▶ _Texte source_:

========================

C’est le lundi que la réalité m’est tombée dessus. Des douleurs au crâne suspectes (je n’ai jamais mal au crâne d'ordinaire) m’ont fait imaginer que déjouant mes joyeux pronostics j’allais être clairement positif, ce qui s’est confirmé. Et pendant les cinq jours qui ont suivis, j’ai eu l’impression d’être roué de coups. Passé à tabac. Évidemment pas tout le temps, car la plus grande partie de mes journées se passait à dormir. Mais à chaque réveil, le match de boxe recommençait. Il y avait à la fois les endroits douloureux de façon régulière et répétée (tête, yeux, cou, épaule, estomac, intestins...), puis des vagues, comme des inflammations subites, envahissant et torturant d’autres parties du corps (mains, avant-bras, poitrine, sinus...). Bref, pas très agréable.
Aujourd’hui, à l’heure où j’écris ce texte, j’ai réalisé la quatorzaine traditionnelle prescrite, mais à cause des nouveaux variants plus contagieux, il faut rester isolé encore quelques jours de plus, bien que tout cela soit assez flou : certains préconisent 10 jours d’isolement après le test positif, d’autres indiquent 10 jours après les premiers symptômes et ce week-end, avant donc la fin de la petite quatorzaine, j’ai reçu deux Sms de l'assurance maladie, l’un qui me félicitait d’avoir respecté les consignes et l’autre qui m’indiquait que si j’avais du mal à respirer il fallait appeler le 15. Bon...
J’ai encore quelques symptômes légers, et j’aimerais bien que tout cela disparaisse définitivement dans la catégorie mauvais souvenirs...


mercredi 17 mars 2021

Louise Lawler et Louise Bourgeois...

Cet été je m’étais acheté un livre consacré à Alvin Baltrop, The Life and Times of Alvin Baltrop, aux éditions Skira. C’est un livre de photos, plutôt format beau livre, donc impossible à consulter en balade ou dans le métro, et en anglais, ce qui me demande une légère concentration supplémentaire, toutes choses qui m’avaient jusqu’à aujourd’hui empêché de m’y plonger vraiment.

========================

▶ _Consigne_: Recopiez sans rien changer le passage du texte source qui s'ouvre sur les mots contenant « Aujourd’hui, à l’heure » et se termine par « le 15. Bon... ».

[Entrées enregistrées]
========================

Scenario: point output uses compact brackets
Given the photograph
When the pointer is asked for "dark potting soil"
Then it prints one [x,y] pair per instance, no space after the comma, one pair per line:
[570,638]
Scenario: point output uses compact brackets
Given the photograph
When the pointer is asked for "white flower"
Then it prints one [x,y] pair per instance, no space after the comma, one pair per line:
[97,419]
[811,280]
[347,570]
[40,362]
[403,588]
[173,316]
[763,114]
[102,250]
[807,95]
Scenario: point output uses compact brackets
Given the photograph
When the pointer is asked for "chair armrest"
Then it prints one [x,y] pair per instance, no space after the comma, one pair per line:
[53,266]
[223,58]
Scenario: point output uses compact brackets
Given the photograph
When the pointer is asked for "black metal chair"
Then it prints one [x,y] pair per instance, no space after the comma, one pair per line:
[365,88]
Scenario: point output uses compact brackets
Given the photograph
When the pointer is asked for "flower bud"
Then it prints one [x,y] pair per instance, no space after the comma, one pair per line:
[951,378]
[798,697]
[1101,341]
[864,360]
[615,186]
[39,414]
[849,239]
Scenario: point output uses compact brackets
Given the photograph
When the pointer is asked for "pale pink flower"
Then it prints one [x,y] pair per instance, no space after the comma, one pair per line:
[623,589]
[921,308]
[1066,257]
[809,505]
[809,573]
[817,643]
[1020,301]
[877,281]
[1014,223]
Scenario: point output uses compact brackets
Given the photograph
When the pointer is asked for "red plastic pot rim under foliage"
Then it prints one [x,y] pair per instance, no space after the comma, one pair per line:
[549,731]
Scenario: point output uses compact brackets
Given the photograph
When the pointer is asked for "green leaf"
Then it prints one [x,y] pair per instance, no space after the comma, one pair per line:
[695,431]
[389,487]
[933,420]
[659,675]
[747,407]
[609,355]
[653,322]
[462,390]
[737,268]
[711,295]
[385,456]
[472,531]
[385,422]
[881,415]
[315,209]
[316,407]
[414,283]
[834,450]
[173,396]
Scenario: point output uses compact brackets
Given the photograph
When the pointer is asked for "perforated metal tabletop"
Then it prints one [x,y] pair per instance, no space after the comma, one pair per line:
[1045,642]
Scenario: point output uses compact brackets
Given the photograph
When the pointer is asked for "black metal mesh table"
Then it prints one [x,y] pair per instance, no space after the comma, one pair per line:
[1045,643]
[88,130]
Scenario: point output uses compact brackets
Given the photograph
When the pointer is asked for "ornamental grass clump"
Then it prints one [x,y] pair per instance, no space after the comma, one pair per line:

========================

▶ _Réponse attendue_:
Aujourd’hui, à l’heure où j’écris ce texte, j’ai réalisé la quatorzaine traditionnelle prescrite, mais à cause des nouveaux variants plus contagieux, il faut rester isolé encore quelques jours de plus, bien que tout cela soit assez flou : certains préconisent 10 jours d’isolement après le test positif, d’autres indiquent 10 jours après les premiers symptômes et ce week-end, avant donc la fin de la petite quatorzaine, j’ai reçu deux Sms de l'assurance maladie, l’un qui me félicitait d’avoir respecté les consignes et l’autre qui m’indiquait que si j’avais du mal à respirer il fallait appeler le 15. Bon...